(Work to be completed):
From the text below on the history of Racibórz's water supply, list every component that the waterworks established in 1874 included.

(Text segment):
━━━━━━━━
The dynamic growth of the city in the 19th century increased the demand for water. To create a municipal waterworks, land and a shooting house were purchased from the shooting fraternity in 1838 on what is now 1 Maja Street. In 1862, additional land was acquired. However, the waterworks was not established until 1874. It included a water pumping station drawing from the Oder river with two pumping units, a filter unit, a clean water reservoir, a clean water pumping station with two steam units, and a water tower with a capacity of 500 m^{3}. Previously, there was also the turret clock of the Racibórz prison serving as a water tower, which the correctional facility used for its own purposes.

As the city developed, so did the water supply network. In September 1902, it was decided to extend the pipeline to Stara Wieś. In February 1904, a decision was made to connect Płonia to the water supply. The water supply and gas pipeline were routed via the former bridge along today's Piaskowa Street. At that time, the water supply also operated in Brzezie, which was still an independent settlement (it was incorporated into Racibórz only in 1975).
━━━━━━━━
(Data records):
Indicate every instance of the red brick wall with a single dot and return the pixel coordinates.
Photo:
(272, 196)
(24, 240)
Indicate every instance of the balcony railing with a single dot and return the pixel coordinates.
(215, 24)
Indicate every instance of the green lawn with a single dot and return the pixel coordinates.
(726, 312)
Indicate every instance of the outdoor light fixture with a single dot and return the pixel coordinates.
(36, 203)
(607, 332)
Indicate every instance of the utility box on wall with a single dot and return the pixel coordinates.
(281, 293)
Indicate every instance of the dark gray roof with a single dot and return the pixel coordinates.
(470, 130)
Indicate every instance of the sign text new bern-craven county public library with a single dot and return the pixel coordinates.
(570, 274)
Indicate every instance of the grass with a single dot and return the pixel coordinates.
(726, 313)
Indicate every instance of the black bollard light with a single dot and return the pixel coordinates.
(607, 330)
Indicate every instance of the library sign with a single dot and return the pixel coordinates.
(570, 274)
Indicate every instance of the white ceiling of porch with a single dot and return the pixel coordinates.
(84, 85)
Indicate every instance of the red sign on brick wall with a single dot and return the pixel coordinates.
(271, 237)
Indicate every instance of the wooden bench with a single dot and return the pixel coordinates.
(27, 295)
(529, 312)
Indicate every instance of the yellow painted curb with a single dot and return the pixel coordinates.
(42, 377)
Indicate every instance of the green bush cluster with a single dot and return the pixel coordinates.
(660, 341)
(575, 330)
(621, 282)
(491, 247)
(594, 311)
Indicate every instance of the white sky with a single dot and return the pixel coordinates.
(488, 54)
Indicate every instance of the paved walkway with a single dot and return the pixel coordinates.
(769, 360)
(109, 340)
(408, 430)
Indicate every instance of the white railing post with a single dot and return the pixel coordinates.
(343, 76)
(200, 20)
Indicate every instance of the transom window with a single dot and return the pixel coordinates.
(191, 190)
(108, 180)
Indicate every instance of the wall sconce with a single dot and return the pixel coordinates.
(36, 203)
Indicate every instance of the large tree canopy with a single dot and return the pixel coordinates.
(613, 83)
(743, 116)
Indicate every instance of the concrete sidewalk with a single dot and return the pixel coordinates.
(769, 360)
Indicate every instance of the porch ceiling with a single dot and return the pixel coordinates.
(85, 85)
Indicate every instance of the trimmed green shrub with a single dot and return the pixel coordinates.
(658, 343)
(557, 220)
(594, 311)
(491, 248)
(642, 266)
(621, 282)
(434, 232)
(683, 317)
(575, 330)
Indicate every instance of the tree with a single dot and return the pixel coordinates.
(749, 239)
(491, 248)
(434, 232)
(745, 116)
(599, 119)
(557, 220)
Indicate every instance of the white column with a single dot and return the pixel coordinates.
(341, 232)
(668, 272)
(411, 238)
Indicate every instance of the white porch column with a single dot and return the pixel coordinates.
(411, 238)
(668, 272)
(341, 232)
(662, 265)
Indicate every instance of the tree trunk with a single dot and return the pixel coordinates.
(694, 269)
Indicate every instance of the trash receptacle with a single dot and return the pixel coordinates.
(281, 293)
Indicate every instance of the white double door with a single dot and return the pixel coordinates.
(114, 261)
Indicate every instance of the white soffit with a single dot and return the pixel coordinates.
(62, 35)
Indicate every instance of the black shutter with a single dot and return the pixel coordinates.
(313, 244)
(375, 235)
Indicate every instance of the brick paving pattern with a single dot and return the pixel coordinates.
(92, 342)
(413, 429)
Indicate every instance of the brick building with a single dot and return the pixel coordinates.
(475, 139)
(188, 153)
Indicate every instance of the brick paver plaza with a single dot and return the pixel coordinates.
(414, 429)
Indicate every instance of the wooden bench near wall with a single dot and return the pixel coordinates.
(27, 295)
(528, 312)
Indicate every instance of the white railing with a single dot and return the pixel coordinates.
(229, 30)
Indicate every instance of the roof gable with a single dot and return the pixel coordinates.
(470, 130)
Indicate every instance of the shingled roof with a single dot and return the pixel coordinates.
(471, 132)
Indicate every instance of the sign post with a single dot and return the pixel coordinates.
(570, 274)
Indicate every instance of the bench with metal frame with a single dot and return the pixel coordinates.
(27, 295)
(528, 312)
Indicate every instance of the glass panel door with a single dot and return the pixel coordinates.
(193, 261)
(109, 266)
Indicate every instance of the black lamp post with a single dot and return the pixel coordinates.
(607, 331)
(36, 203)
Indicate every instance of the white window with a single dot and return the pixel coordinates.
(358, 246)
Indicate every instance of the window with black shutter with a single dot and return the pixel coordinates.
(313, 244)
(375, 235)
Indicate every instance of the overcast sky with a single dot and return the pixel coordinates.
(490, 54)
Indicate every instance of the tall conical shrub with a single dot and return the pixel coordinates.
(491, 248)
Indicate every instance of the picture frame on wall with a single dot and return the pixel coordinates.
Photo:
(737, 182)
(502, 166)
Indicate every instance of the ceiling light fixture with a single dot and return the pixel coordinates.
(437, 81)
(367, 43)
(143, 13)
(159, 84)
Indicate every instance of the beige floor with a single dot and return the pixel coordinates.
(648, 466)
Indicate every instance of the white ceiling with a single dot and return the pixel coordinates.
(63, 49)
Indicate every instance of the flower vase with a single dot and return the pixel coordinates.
━━━━━━━━
(Answer for the task):
- A water pumping station drawing from the Oder river, with two pumping units
- A filter unit
- A clean water reservoir
- A clean water pumping station with two steam units
- A water tower with a capacity of 500 m³